▶ **Tarea**
Reproduce el fragmento de la lección sobre la pasión de Cristo que empieza en las palabras "Al final del" y termina tras "de los profetas.", y sustituye "alianza" por "pacto".

▶ **Texto**

--------------------

Al final del escrito el audio de esta lección
La
pasión, muerte y Resurrección de nuestro Señor Jesucristo es la máxima
expresión del amor de Dios en la que plenamente nos da su salvación. Jesús por
su gran amor al Padre y a los hombres ha dado su propia vida, porque «Nadie
tiene mayor amor que el que da la vida por los amigos» (Jn 15, 13). Es con este
sacrificio que Jesús realiza la nueva y definitiva alianza que Dios mismo había
anunciado a la humanidad a través de los profetas.
Jesús
acepta voluntariamente el sufrimiento y la muerte en la cruz para dar sentido a
todos los sufrimientos humanos transformándolos en redentores por la propia
fuerza del amor. En esta lección, la Palabra de Dios nos enseñará la medida del
amor de Cristo para despertar en nosotros los mismos deseos se correspondencia,
conversión, arrepentimiento y fe renovada.

--------------------

[Entradas de datos extraídos]
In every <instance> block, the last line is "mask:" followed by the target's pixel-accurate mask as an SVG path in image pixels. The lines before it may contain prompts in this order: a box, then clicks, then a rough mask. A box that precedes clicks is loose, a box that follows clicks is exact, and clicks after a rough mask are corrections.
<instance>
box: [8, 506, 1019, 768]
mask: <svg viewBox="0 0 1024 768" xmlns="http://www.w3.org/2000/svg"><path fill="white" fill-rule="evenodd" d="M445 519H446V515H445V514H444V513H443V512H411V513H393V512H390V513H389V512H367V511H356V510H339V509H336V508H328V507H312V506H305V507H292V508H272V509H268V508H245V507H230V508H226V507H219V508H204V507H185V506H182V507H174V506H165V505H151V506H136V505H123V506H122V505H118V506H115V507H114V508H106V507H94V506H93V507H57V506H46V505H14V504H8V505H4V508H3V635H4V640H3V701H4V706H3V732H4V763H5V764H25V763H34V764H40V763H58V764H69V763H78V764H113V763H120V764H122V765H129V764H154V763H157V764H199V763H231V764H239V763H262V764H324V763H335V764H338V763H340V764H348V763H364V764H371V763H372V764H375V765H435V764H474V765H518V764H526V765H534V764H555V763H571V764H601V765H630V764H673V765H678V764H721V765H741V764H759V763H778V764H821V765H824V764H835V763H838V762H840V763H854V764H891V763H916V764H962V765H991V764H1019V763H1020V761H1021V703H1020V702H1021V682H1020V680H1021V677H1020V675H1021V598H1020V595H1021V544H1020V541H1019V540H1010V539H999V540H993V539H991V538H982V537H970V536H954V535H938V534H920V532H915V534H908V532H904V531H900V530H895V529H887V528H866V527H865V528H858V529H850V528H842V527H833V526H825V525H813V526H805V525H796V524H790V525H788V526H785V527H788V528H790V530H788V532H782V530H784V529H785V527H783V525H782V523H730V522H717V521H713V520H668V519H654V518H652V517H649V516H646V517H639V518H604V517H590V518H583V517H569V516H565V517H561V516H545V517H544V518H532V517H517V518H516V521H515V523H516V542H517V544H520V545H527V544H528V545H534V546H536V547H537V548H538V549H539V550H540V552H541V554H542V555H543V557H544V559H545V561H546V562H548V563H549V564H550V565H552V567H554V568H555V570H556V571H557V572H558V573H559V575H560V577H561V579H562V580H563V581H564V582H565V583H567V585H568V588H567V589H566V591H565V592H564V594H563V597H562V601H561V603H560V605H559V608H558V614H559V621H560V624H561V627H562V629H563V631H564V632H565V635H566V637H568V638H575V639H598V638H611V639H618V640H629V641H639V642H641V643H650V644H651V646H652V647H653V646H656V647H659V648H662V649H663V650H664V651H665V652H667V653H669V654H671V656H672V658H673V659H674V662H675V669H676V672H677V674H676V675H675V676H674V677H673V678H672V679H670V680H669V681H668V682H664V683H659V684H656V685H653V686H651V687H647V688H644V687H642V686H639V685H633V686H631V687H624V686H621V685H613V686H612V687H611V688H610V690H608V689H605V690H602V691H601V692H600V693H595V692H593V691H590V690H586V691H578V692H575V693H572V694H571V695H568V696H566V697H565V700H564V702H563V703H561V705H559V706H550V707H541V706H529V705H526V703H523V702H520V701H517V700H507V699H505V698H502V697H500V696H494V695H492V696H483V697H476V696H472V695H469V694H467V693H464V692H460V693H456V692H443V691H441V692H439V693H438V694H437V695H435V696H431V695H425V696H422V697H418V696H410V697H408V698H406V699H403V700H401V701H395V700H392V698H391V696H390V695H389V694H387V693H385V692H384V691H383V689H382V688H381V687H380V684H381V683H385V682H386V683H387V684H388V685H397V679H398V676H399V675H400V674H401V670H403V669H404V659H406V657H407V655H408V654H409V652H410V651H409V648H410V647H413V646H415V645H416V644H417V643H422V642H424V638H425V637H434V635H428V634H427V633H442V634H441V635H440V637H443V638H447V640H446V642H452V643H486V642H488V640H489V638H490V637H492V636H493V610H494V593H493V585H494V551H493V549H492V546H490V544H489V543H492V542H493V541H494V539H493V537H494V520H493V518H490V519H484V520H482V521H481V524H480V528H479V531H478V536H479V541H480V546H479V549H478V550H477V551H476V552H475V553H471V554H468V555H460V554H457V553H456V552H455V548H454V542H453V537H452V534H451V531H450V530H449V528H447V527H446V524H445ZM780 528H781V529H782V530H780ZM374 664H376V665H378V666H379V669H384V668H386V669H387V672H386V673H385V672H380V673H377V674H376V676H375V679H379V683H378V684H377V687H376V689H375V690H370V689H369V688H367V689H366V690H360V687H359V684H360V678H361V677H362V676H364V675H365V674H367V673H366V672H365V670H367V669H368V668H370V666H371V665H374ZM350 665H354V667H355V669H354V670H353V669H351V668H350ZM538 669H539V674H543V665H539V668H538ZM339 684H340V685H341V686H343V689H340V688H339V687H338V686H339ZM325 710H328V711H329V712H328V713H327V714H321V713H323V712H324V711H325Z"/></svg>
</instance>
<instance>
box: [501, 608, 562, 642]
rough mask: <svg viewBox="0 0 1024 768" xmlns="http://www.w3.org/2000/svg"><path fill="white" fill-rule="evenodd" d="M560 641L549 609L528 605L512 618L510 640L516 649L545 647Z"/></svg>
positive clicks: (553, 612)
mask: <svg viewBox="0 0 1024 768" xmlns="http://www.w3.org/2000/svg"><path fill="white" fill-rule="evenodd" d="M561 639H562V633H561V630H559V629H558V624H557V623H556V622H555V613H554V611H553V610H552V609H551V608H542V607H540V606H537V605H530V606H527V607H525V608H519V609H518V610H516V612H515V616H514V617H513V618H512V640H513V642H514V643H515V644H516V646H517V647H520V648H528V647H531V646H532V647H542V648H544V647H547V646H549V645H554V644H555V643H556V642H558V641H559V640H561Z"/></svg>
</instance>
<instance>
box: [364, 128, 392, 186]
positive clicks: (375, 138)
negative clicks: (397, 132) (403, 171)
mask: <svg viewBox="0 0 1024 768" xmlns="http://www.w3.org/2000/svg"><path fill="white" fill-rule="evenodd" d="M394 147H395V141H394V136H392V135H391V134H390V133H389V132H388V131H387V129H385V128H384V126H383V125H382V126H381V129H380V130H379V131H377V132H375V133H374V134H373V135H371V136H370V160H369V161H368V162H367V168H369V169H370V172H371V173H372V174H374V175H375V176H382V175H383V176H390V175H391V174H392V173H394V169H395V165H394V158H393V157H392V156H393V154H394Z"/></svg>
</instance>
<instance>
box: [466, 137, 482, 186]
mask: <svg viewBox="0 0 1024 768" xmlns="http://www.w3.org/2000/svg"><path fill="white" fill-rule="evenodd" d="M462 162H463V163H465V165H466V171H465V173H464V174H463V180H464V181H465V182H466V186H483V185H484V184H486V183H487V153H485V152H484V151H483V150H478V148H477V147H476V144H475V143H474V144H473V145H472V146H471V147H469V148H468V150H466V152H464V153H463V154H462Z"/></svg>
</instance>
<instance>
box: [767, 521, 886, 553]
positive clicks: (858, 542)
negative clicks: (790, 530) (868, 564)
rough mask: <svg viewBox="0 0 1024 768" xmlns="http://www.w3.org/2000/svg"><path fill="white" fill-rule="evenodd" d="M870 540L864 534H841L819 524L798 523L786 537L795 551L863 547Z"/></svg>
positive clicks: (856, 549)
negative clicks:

--------------------

▶ **Respuesta**
Al final del escrito el audio de esta lección
La
pasión, muerte y Resurrección de nuestro Señor Jesucristo es la máxima
expresión del amor de Dios en la que plenamente nos da su salvación. Jesús por
su gran amor al Padre y a los hombres ha dado su propia vida, porque «Nadie
tiene mayor amor que el que da la vida por los amigos» (Jn 15, 13). Es con este
sacrificio que Jesús realiza la nueva y definitiva pacto que Dios mismo había
anunciado a la humanidad a través de los profetas.